:: EXERCISE REQUIREMENTS ::
Rewrite the data below, changing every "give the mask of" to "return the outline of" and leaving everything else as it is. Omit the pictures from your answer.

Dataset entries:
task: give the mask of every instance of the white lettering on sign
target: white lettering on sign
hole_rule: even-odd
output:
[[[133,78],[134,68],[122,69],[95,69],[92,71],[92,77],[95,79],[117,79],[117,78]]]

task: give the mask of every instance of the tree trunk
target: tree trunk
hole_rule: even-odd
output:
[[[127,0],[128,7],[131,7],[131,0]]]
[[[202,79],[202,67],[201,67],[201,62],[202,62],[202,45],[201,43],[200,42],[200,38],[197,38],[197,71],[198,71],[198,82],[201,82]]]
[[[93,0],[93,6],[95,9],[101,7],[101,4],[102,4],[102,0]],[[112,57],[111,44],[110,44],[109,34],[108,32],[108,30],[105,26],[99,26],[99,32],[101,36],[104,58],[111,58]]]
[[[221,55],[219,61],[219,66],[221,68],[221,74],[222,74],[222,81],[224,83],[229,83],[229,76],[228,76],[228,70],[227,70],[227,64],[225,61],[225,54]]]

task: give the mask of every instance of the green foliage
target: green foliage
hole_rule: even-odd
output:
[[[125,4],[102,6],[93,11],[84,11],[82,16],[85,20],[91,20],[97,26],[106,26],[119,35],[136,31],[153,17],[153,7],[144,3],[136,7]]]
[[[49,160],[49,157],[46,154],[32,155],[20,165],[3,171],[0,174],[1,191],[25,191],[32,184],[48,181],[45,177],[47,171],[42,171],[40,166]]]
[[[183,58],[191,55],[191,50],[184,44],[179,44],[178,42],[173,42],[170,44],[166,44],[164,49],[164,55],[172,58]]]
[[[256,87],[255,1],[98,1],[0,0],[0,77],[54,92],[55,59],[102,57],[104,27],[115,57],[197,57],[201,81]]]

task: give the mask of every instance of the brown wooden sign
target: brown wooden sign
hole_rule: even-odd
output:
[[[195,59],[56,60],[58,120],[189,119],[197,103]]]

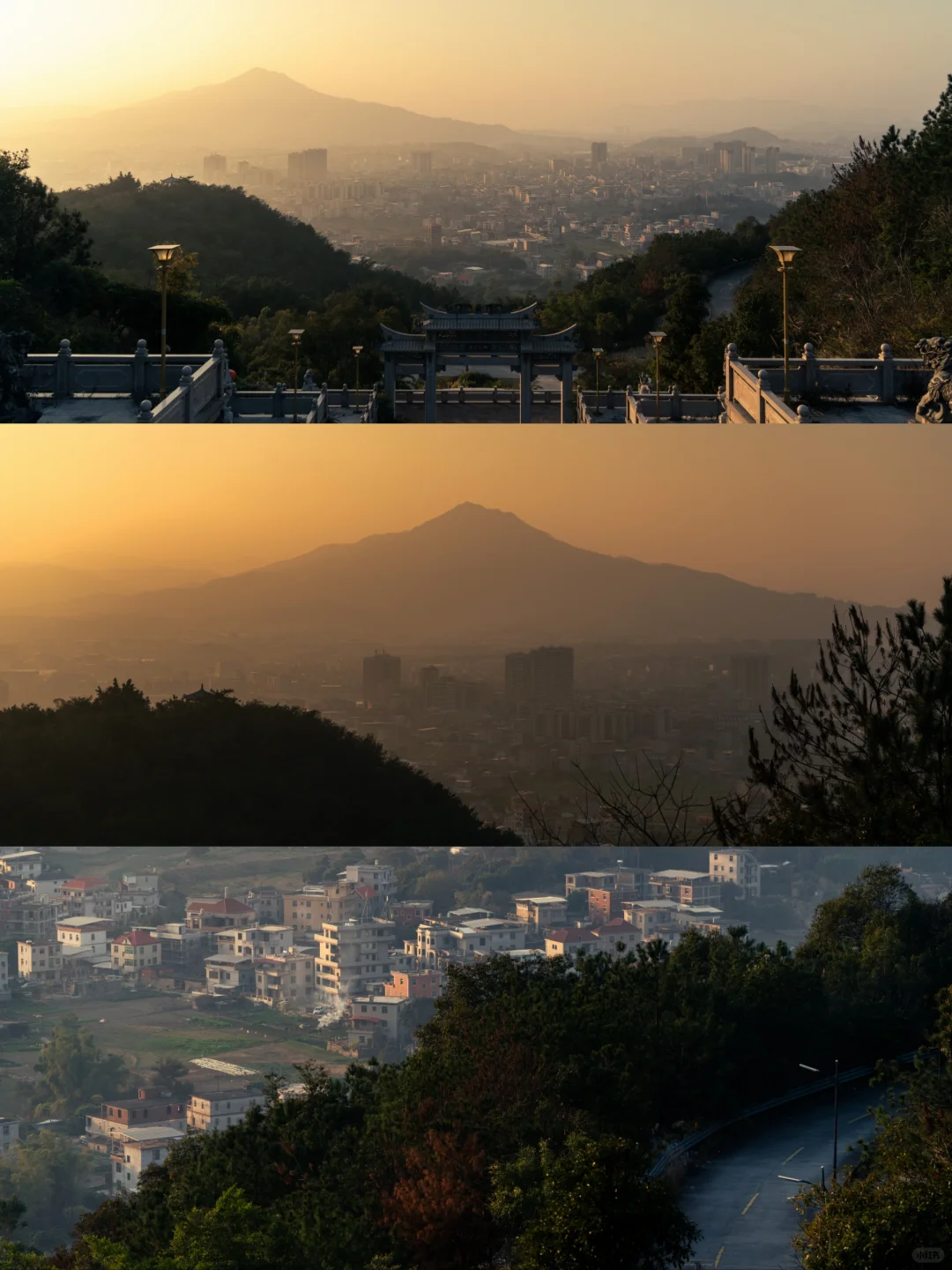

:: CORRECT ANSWER ::
task: return the outline of every instance of the white lettering on sign
target: white lettering on sign
hole_rule: even-odd
output:
[[[133,78],[134,68],[122,69],[95,69],[92,71],[92,77],[95,79],[117,79],[117,78]]]

task: return the outline of every instance of the tree trunk
target: tree trunk
hole_rule: even-odd
output:
[[[127,0],[128,7],[131,7],[131,0]]]
[[[202,79],[202,67],[201,67],[201,62],[202,62],[202,45],[201,43],[200,42],[200,38],[197,38],[197,71],[198,71],[198,82],[201,82]]]
[[[93,0],[93,6],[95,9],[101,7],[101,4],[102,4],[102,0]],[[112,57],[111,44],[110,44],[109,34],[108,32],[108,30],[105,26],[99,26],[99,32],[101,36],[104,58],[111,58]]]
[[[221,55],[219,61],[219,66],[221,68],[221,74],[222,74],[222,81],[224,83],[229,83],[229,76],[228,76],[228,70],[227,70],[227,64],[225,61],[225,54]]]

task: return the outline of every instance of the green foliage
target: green foliage
hole_rule: even-odd
output:
[[[125,4],[102,6],[93,11],[84,11],[82,16],[85,20],[91,20],[97,26],[106,26],[119,35],[136,31],[153,17],[153,7],[144,3],[136,7]]]
[[[49,160],[49,157],[46,154],[32,155],[20,165],[3,171],[0,174],[1,191],[25,191],[32,184],[48,181],[45,177],[47,171],[42,171],[40,166]]]
[[[183,58],[191,55],[191,50],[184,44],[179,44],[178,42],[173,42],[170,44],[166,44],[164,49],[164,55],[172,58]]]
[[[256,87],[255,1],[98,1],[0,0],[0,77],[54,92],[55,59],[102,57],[104,27],[115,57],[197,57],[201,81]]]

task: return the outline of every instance of the brown wooden sign
target: brown wooden sign
hole_rule: even-odd
output:
[[[195,59],[56,60],[58,120],[189,119],[197,103]]]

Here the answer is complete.